__What you have to do__
In the stretch from the start of the items through the line containing "[[0,67],[0,176],[315,176],[314,69]]", substitute "sand" for "gravel" and give those lines back with nothing else changed.

Boundary labeling items:
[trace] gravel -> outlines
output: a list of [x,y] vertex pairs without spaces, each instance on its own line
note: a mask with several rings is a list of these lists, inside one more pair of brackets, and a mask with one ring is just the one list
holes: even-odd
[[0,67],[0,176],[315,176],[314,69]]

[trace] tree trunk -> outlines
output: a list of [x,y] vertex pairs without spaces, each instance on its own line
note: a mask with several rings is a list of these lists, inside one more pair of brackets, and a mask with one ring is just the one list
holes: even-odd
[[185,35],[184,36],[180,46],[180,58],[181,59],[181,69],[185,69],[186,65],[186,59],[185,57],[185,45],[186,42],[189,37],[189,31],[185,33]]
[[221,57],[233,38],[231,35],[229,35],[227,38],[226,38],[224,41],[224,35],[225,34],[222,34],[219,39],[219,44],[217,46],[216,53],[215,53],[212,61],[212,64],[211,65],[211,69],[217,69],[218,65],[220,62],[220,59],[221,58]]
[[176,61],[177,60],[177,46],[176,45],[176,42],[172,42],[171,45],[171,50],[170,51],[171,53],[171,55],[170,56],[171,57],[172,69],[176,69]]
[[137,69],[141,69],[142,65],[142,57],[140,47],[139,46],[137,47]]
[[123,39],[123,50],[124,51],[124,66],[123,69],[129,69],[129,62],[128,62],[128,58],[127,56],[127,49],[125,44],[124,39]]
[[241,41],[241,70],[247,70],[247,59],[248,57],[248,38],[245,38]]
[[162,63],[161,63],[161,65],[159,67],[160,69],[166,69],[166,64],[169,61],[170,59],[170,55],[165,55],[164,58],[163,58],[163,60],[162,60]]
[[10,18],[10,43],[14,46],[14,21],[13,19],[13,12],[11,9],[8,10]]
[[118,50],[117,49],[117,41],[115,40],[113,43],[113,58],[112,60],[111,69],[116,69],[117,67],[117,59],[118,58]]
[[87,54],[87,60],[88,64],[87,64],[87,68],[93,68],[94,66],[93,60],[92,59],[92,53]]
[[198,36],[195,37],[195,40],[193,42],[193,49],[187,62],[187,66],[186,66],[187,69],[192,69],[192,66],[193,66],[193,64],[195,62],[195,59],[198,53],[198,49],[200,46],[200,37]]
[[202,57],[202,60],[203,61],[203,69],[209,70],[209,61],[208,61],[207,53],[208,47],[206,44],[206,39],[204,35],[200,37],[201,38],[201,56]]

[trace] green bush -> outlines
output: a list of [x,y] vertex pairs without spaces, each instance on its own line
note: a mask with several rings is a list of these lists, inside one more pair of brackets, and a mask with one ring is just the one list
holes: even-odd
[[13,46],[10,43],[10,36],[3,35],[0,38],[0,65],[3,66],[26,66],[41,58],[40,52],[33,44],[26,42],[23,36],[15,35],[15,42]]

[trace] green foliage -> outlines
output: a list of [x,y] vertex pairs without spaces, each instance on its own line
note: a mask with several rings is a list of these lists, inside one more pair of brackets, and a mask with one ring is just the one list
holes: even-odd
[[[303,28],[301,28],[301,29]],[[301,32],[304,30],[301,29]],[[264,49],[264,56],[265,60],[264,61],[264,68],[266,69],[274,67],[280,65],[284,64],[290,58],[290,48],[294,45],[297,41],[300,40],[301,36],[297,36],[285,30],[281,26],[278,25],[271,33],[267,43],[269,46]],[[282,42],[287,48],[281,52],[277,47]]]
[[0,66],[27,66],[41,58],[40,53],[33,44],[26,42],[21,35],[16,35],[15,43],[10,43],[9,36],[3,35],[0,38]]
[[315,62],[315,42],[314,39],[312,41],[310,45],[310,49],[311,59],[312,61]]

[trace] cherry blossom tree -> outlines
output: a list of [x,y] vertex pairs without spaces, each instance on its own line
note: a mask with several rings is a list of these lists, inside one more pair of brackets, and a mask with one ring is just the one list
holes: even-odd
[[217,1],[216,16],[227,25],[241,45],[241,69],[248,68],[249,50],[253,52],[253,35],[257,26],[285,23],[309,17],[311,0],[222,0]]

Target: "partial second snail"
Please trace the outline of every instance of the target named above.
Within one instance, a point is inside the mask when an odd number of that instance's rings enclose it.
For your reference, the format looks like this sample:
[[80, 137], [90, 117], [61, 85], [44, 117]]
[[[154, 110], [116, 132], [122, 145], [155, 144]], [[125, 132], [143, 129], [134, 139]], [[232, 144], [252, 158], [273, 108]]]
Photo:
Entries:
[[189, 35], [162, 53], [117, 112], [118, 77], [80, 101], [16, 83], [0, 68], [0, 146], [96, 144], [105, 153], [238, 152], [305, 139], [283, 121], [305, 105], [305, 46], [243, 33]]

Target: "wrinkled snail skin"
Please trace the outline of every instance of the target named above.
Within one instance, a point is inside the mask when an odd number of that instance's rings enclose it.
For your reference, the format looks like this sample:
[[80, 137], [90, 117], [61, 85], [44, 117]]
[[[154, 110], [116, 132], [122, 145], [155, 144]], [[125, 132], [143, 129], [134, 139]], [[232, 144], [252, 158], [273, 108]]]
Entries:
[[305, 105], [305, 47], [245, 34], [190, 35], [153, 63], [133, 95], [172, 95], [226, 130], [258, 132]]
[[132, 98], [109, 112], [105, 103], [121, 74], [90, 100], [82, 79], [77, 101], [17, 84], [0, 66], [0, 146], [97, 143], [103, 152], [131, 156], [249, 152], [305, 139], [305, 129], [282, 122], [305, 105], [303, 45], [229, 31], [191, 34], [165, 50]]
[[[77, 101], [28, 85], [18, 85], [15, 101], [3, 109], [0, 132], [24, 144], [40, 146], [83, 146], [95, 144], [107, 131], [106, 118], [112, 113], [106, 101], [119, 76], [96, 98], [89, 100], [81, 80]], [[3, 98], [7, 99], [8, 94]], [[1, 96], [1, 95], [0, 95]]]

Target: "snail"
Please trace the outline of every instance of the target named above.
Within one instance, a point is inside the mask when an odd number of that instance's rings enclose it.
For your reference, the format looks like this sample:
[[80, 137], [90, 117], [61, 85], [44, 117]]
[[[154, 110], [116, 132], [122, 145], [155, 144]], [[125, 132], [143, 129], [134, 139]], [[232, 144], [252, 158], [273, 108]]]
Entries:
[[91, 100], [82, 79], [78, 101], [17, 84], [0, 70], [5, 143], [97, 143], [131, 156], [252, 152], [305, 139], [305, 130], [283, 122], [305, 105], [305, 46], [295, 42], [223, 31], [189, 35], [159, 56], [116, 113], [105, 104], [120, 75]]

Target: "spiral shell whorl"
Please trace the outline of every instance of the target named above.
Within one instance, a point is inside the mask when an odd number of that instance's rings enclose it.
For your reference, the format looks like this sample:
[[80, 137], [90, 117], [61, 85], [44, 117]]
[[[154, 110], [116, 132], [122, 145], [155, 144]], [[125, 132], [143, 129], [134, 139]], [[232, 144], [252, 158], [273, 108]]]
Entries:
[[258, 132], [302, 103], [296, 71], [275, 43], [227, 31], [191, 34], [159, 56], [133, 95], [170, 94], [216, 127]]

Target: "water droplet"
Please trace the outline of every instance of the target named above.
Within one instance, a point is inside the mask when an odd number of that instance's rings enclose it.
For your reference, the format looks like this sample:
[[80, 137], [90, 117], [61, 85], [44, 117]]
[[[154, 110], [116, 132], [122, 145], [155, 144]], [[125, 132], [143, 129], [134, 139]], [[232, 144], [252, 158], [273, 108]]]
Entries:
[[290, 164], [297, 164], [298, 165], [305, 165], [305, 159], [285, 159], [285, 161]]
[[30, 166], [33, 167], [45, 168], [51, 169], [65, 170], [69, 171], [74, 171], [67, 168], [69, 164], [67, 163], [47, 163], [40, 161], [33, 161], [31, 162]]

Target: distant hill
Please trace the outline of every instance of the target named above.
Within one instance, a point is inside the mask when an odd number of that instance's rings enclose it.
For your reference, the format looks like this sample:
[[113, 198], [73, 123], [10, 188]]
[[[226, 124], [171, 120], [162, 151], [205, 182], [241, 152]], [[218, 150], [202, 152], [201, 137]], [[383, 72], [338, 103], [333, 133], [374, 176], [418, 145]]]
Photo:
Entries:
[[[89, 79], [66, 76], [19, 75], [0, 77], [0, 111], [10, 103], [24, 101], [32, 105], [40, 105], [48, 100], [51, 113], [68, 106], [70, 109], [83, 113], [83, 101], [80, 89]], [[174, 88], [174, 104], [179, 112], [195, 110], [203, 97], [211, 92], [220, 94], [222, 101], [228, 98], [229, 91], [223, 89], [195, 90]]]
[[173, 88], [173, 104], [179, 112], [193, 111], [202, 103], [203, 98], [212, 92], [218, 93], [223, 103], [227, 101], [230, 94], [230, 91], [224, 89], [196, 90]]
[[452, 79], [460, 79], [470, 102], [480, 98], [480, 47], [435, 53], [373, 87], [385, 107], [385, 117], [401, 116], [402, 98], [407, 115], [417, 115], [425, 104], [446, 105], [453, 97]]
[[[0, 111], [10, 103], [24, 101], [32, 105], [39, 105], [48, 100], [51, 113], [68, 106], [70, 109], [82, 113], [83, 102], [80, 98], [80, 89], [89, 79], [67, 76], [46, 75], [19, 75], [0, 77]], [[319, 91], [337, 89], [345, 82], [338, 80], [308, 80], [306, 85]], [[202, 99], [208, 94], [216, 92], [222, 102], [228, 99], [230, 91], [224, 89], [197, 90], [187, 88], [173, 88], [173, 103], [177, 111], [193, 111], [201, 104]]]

__Task answer__
[trace] sand -> outlines
output: a list of [x,y] vertex pairs without spaces, each instance on its own line
note: a mask with several rings is a list of these lists, inside one more pair of brackets, and a mask with one ring is just the one list
holes: even-odd
[[0,67],[0,176],[315,176],[314,69]]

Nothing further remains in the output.